TASK BRIEF -> Which lines of the entries below contain the string "Outlines", with case counting? Pick out each of those lines and copy it in full.

----

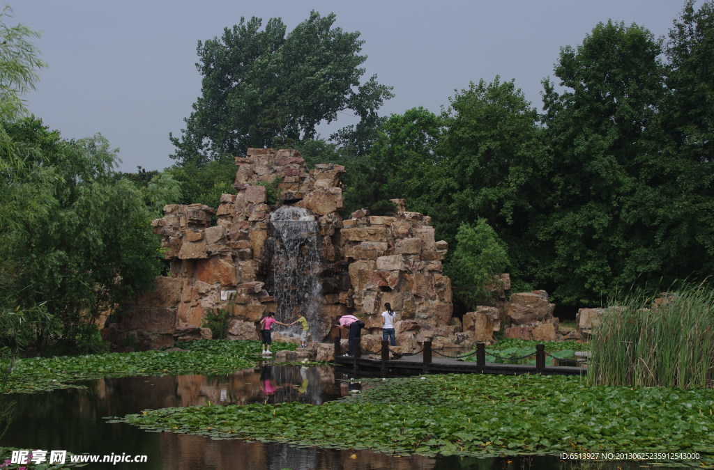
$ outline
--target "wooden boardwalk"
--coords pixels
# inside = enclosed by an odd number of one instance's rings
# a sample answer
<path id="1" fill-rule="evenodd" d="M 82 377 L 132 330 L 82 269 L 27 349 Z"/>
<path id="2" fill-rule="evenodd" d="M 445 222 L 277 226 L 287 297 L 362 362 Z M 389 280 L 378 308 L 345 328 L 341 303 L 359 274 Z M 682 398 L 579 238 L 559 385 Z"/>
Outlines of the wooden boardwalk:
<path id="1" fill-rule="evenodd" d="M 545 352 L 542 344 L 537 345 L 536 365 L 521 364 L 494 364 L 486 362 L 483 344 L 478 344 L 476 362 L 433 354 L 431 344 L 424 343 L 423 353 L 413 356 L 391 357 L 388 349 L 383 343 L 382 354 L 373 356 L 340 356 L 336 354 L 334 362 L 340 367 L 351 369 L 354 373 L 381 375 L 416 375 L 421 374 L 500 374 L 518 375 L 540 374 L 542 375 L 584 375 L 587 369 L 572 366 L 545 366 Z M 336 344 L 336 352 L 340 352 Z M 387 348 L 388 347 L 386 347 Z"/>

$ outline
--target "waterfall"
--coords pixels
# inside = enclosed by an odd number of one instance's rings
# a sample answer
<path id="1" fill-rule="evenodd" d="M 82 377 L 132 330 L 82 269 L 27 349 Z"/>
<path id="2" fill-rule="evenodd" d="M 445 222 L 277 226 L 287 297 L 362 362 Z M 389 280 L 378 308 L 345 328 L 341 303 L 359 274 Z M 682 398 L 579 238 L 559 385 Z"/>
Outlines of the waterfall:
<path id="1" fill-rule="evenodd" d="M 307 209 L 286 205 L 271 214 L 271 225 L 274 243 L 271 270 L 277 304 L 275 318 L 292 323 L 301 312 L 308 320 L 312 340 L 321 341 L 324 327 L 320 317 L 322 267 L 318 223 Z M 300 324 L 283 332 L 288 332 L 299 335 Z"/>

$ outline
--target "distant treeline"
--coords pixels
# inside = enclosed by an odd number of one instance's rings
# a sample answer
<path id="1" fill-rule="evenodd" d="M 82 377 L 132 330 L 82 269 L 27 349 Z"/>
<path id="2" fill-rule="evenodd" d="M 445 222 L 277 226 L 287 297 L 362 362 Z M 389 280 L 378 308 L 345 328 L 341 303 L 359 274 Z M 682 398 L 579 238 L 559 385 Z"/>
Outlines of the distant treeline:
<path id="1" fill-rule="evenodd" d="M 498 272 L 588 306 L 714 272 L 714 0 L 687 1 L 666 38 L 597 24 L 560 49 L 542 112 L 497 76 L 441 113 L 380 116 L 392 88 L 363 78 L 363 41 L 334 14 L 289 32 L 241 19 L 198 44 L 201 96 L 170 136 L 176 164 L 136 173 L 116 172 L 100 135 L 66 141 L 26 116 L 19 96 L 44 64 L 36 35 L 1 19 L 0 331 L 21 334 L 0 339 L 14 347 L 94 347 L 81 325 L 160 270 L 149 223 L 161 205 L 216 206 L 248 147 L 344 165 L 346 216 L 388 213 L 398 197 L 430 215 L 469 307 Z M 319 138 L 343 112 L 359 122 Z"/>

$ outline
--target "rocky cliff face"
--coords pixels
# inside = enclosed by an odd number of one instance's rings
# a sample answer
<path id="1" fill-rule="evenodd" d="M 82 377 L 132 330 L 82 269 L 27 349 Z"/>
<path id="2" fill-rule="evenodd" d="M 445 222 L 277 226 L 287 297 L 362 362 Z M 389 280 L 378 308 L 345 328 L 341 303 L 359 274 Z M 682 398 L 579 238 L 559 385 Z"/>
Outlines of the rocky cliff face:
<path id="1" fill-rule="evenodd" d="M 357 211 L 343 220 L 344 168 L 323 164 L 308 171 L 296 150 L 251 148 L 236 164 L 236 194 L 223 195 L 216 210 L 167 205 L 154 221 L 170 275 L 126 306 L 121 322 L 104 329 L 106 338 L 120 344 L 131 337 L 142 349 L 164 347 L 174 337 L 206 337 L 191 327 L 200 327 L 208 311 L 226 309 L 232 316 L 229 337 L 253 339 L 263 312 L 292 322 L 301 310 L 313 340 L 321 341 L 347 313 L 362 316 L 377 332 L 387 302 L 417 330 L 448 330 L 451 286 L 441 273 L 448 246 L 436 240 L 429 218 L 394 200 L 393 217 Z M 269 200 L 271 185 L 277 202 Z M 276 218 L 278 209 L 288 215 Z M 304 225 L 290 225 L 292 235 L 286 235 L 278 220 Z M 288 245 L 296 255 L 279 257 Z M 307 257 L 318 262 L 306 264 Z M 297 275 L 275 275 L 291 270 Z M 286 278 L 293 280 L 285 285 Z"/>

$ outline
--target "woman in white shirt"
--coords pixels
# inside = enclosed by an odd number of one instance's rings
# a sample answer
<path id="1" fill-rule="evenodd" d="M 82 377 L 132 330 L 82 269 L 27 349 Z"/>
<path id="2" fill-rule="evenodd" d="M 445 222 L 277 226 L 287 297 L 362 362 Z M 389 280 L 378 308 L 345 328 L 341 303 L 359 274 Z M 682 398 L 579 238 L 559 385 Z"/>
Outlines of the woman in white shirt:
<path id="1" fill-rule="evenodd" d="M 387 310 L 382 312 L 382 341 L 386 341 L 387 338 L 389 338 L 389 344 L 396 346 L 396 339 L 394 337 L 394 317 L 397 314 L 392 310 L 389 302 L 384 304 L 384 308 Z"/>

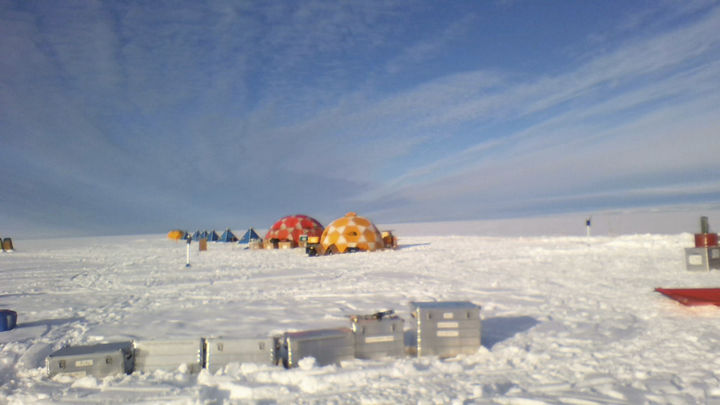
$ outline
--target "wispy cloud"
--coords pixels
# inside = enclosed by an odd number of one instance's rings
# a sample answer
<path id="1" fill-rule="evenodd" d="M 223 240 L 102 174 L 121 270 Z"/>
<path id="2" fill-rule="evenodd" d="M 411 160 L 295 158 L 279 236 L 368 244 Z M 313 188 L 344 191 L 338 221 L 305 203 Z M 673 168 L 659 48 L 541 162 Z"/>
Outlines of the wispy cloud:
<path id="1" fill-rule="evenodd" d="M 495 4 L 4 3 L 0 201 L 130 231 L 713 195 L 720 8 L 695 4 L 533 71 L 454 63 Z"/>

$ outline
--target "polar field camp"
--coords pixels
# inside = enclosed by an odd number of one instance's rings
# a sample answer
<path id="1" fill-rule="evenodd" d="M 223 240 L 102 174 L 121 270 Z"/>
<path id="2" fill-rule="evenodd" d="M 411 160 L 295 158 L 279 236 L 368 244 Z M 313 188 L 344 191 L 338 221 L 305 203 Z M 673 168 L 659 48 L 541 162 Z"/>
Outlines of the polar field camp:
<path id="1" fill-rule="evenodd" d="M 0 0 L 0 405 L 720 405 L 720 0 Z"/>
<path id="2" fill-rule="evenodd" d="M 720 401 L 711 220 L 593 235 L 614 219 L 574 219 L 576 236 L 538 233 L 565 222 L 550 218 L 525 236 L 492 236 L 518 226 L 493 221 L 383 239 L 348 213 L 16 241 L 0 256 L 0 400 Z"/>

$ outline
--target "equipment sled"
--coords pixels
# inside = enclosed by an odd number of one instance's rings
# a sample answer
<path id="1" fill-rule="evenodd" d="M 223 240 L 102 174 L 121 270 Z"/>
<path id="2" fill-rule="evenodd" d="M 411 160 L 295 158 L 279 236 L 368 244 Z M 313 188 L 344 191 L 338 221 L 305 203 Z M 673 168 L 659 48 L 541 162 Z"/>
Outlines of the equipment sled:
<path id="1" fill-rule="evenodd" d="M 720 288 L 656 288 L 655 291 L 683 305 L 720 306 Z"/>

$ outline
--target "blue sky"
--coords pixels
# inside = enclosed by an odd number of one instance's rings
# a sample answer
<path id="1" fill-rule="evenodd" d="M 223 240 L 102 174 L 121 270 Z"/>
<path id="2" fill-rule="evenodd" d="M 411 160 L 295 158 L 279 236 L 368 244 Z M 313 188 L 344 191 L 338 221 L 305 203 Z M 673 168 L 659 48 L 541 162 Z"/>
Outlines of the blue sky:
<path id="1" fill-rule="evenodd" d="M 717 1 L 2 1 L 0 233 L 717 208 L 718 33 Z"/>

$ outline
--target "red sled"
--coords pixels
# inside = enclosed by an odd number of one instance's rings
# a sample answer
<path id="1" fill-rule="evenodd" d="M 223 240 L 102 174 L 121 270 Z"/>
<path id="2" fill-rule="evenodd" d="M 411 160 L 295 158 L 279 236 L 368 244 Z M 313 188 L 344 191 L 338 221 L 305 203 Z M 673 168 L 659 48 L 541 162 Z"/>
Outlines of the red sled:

----

RESULT BELOW ->
Outlines of the wooden boardwalk:
Outlines of the waterfall:
Outlines of the distant treeline:
Outlines of the rocky cliff face:
Outlines of the woman in white shirt:
Outlines of the wispy cloud:
Outlines of the polar field camp:
Outlines of the equipment sled:
Outlines of the blue sky:
Outlines of the red sled:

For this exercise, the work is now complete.